• [RECORDS SUPPLIED]:
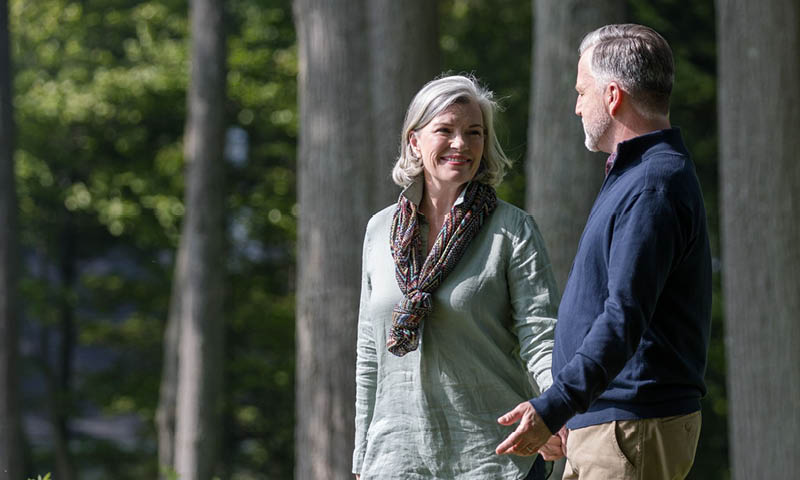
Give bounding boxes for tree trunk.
[0,0,22,476]
[367,0,439,208]
[171,0,227,478]
[717,1,800,478]
[526,0,625,291]
[292,0,374,478]
[53,222,76,480]
[156,248,183,476]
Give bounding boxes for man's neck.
[606,115,671,153]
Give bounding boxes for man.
[495,24,712,480]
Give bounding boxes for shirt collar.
[400,179,470,208]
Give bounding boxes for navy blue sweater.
[531,128,712,432]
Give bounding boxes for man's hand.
[557,426,569,456]
[537,434,563,461]
[538,426,569,460]
[495,401,552,456]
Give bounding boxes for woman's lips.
[442,156,470,165]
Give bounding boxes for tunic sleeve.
[507,214,560,394]
[353,226,377,474]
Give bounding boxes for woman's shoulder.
[364,204,396,237]
[492,199,537,229]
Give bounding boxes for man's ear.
[606,81,623,117]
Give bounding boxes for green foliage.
[27,474,51,480]
[13,0,296,477]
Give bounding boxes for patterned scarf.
[387,181,497,356]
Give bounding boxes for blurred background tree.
[4,0,741,478]
[717,0,800,477]
[0,0,23,477]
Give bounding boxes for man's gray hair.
[392,74,512,188]
[579,24,674,117]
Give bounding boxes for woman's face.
[410,100,485,192]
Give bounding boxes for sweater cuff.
[530,386,574,434]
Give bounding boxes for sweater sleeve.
[352,227,377,474]
[508,214,560,394]
[532,189,681,433]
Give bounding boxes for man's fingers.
[538,434,564,461]
[495,429,522,455]
[558,426,569,456]
[497,402,525,426]
[539,448,560,461]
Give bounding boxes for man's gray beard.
[582,113,611,153]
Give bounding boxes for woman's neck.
[421,179,466,224]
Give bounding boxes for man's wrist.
[530,386,573,434]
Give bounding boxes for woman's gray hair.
[579,24,674,117]
[391,74,511,188]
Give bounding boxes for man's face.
[575,50,612,153]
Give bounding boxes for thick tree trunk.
[526,0,625,291]
[293,0,374,478]
[171,0,227,478]
[717,1,800,478]
[367,0,439,208]
[0,0,22,476]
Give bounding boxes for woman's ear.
[409,132,420,157]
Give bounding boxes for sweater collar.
[615,128,688,161]
[608,128,688,175]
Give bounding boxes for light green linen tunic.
[353,182,560,479]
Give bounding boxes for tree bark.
[367,0,439,208]
[170,0,227,478]
[0,0,22,477]
[53,222,76,480]
[292,0,374,478]
[526,0,625,291]
[156,248,182,476]
[717,1,800,478]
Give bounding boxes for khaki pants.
[563,411,701,480]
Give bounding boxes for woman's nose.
[451,133,466,149]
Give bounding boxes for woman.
[353,75,559,479]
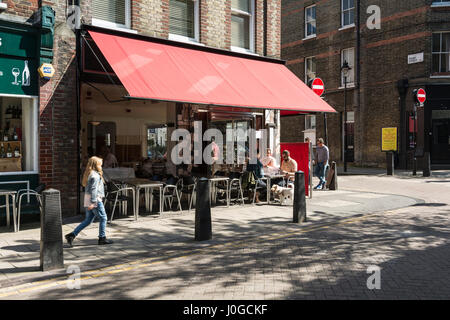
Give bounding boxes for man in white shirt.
[261,148,278,174]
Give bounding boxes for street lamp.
[341,61,351,173]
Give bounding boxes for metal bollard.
[386,152,394,176]
[195,178,212,241]
[293,171,307,223]
[328,161,338,190]
[40,188,64,271]
[423,152,431,177]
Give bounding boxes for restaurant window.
[341,48,355,86]
[147,126,167,160]
[169,0,199,42]
[432,32,450,75]
[231,0,255,53]
[305,56,316,84]
[305,5,316,38]
[341,0,355,28]
[92,0,131,30]
[0,97,38,173]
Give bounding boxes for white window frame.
[431,32,450,77]
[431,0,450,8]
[168,0,201,44]
[304,56,316,84]
[341,0,355,28]
[231,0,256,54]
[305,115,316,131]
[305,5,316,39]
[92,0,133,32]
[340,47,355,88]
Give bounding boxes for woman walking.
[65,156,113,246]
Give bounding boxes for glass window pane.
[312,6,316,19]
[442,33,450,53]
[232,0,249,12]
[441,53,450,72]
[92,0,126,25]
[231,14,250,49]
[342,0,349,10]
[432,33,441,53]
[349,8,354,24]
[170,0,195,38]
[343,11,350,26]
[432,54,440,73]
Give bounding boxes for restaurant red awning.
[88,31,336,113]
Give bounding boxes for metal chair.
[162,178,183,212]
[16,184,45,232]
[105,181,136,223]
[180,177,197,211]
[228,177,244,205]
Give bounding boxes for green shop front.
[0,20,40,226]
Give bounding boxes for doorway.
[431,110,450,164]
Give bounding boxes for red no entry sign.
[311,78,325,97]
[416,88,426,104]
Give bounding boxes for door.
[431,110,450,164]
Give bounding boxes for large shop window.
[231,0,255,53]
[432,32,450,75]
[0,97,38,173]
[169,0,199,42]
[147,126,167,160]
[92,0,131,30]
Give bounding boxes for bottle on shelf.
[5,105,12,120]
[3,129,8,142]
[6,143,12,158]
[13,128,18,141]
[14,145,20,158]
[12,106,17,119]
[0,143,5,158]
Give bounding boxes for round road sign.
[311,78,325,97]
[416,88,426,104]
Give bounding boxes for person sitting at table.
[246,151,266,203]
[280,150,298,185]
[261,148,278,175]
[165,157,178,186]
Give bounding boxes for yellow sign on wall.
[382,127,398,152]
[38,63,55,79]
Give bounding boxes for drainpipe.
[356,0,361,164]
[263,0,267,57]
[397,79,409,169]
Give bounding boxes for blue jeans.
[73,201,107,238]
[314,162,328,186]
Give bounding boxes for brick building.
[4,0,332,222]
[281,0,450,169]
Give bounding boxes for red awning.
[88,31,336,113]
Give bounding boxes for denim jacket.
[86,171,105,204]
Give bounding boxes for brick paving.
[0,174,449,299]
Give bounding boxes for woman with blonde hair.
[65,156,113,246]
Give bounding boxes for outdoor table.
[0,190,18,232]
[209,177,230,207]
[117,178,164,218]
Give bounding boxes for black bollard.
[328,161,338,190]
[386,152,394,176]
[293,171,307,223]
[195,178,212,241]
[40,189,64,271]
[423,152,431,177]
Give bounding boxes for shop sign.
[0,23,38,96]
[38,63,55,79]
[381,127,398,152]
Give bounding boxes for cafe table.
[209,177,230,207]
[0,189,18,232]
[115,178,164,218]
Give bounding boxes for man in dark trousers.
[314,138,329,190]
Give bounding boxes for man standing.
[314,138,329,190]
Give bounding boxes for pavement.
[0,171,449,300]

• [WHAT IS REQUIRED]: Please write out every entry exactly, but skip the pictures.

• [WORKED SOLUTION]:
Give bounding boxes for tree trunk.
[0,0,22,476]
[367,0,439,208]
[171,0,227,478]
[717,1,800,478]
[526,0,625,291]
[292,0,374,478]
[53,222,76,480]
[156,248,183,476]
Give bounding boxes for man's neck.
[606,115,671,153]
Give bounding boxes for man.
[495,24,712,480]
Give bounding boxes for shirt collar.
[400,179,470,208]
Give bounding boxes for navy blue sweater.
[531,128,712,432]
Give bounding boxes for man's hand.
[557,426,569,456]
[537,434,563,461]
[538,426,569,460]
[495,401,552,456]
Give bounding boxes for woman's lips.
[442,156,470,165]
Give bounding boxes for tunic sleeve.
[507,214,560,394]
[353,226,377,474]
Give bounding boxes for woman's shoulder.
[364,204,396,237]
[492,199,537,229]
Give bounding boxes for man's ear.
[606,81,623,117]
Give bounding boxes for green foliage.
[27,474,51,480]
[13,0,296,477]
Give bounding boxes for patterned scarf.
[387,181,497,356]
Give bounding boxes for blurred background tree.
[4,0,741,478]
[717,0,800,477]
[0,0,23,477]
Give bounding boxes for man's gray hair.
[392,74,512,188]
[579,24,674,117]
Give bounding boxes for woman's face.
[410,100,485,192]
Give bounding boxes for sweater cuff.
[530,386,574,434]
Give bounding boxes for sweater sleeve.
[352,227,377,474]
[508,214,560,394]
[532,189,681,433]
Give bounding boxes for man's fingers.
[538,434,564,461]
[495,429,522,455]
[558,426,569,456]
[497,402,525,426]
[539,448,560,461]
Give bounding boxes for man's gray beard.
[582,113,611,153]
Give bounding boxes for woman's neck.
[421,179,466,224]
Give bounding boxes for man's wrist.
[530,386,573,434]
Give bounding boxes for woman's gray hair.
[579,24,674,117]
[391,74,511,188]
Give bounding boxes for man's face.
[575,50,612,153]
Give bounding boxes for thick tree trunk.
[526,0,625,291]
[293,0,374,478]
[171,0,227,478]
[717,1,800,478]
[367,0,439,208]
[0,0,22,476]
Give bounding boxes for woman's ear.
[409,132,420,157]
Give bounding boxes for sweater collar.
[615,128,688,161]
[608,128,688,175]
Give bounding boxes for light green linen tunic.
[353,182,560,479]
Give bounding boxes for tree bark.
[367,0,439,208]
[170,0,227,478]
[0,0,22,477]
[53,222,76,480]
[292,0,374,478]
[526,0,625,291]
[156,248,182,476]
[717,1,800,478]
Give bounding boxes for khaki pants.
[563,411,701,480]
Give bounding boxes for woman's nose.
[451,133,466,149]
Give bounding boxes for woman.
[353,75,559,479]
Give bounding boxes for man in white shirt.
[261,148,278,174]
Give bounding boxes for street lamp.
[341,61,351,173]
Give bounding boxes for metal bollard.
[386,152,394,176]
[195,178,212,241]
[293,171,307,223]
[328,161,338,190]
[40,188,64,271]
[423,152,431,177]
Give bounding boxes for restaurant window.
[341,48,355,86]
[147,126,167,160]
[169,0,199,42]
[432,32,450,75]
[231,0,255,53]
[305,56,316,84]
[305,5,316,38]
[341,0,355,28]
[92,0,131,30]
[0,97,38,173]
Give bounding boxes for white window frame.
[431,32,450,77]
[431,0,450,8]
[168,0,201,44]
[304,56,316,84]
[341,0,355,28]
[231,0,256,54]
[305,115,316,131]
[305,5,316,39]
[92,0,133,32]
[340,47,355,88]
Give bounding boxes for woman walking.
[65,156,113,246]
Give bounding boxes for glass window pane.
[312,6,316,19]
[442,33,450,53]
[232,0,249,12]
[441,53,450,72]
[92,0,126,25]
[231,14,250,49]
[342,0,349,10]
[432,33,441,53]
[349,8,354,24]
[170,0,195,38]
[343,11,350,26]
[432,54,440,73]
Give bounding boxes for restaurant red awning.
[88,31,336,113]
Give bounding boxes for metal chair.
[162,178,183,212]
[16,184,45,232]
[105,181,136,223]
[180,177,197,211]
[228,177,244,205]
Give bounding boxes for green shop front.
[0,20,40,226]
Give bounding boxes for doorway.
[431,110,450,164]
Give bounding boxes for red no entry sign.
[311,78,325,97]
[416,88,426,104]
Give bounding boxes for door.
[431,110,450,164]
Give bounding boxes for large shop window.
[231,0,255,53]
[432,32,450,75]
[0,97,38,173]
[169,0,199,42]
[147,126,167,160]
[92,0,131,30]
Give bounding boxes for bottle on shelf.
[5,105,12,120]
[3,129,8,142]
[6,143,12,158]
[13,128,18,141]
[14,145,20,158]
[12,106,17,119]
[0,143,5,158]
Give bounding boxes for round road sign.
[311,78,325,97]
[416,88,426,104]
Give bounding boxes for person sitting at table.
[246,151,266,203]
[280,150,298,185]
[261,148,278,175]
[165,157,178,186]
Give bounding boxes for yellow sign on wall.
[382,127,398,152]
[38,63,55,79]
Give bounding boxes for drainpipe.
[356,0,361,164]
[263,0,267,57]
[397,79,409,169]
Give bounding boxes for blue jeans.
[73,201,107,238]
[314,162,328,186]
Give bounding boxes for brick building.
[4,0,332,222]
[281,0,450,169]
Give bounding boxes for red awning.
[88,31,336,113]
Give bounding boxes for denim jacket.
[86,171,105,204]
Give bounding boxes for brick paving.
[0,174,449,299]
Give bounding boxes for woman with blonde hair.
[65,156,113,246]
Give bounding boxes for outdoor table.
[0,190,18,232]
[209,177,230,207]
[117,178,164,218]
Give bounding boxes for black bollard.
[328,161,338,190]
[386,152,394,176]
[293,171,307,223]
[195,178,212,241]
[40,189,64,271]
[423,152,431,177]
Give bounding boxes for shop sign.
[0,23,38,96]
[38,63,55,79]
[381,127,398,152]
Give bounding boxes for cafe table.
[209,177,230,207]
[0,189,18,232]
[115,178,164,218]
Give bounding boxes for man in dark trousers.
[314,138,329,190]
Give bounding boxes for man standing.
[314,138,329,190]
Give bounding boxes for pavement.
[0,171,449,300]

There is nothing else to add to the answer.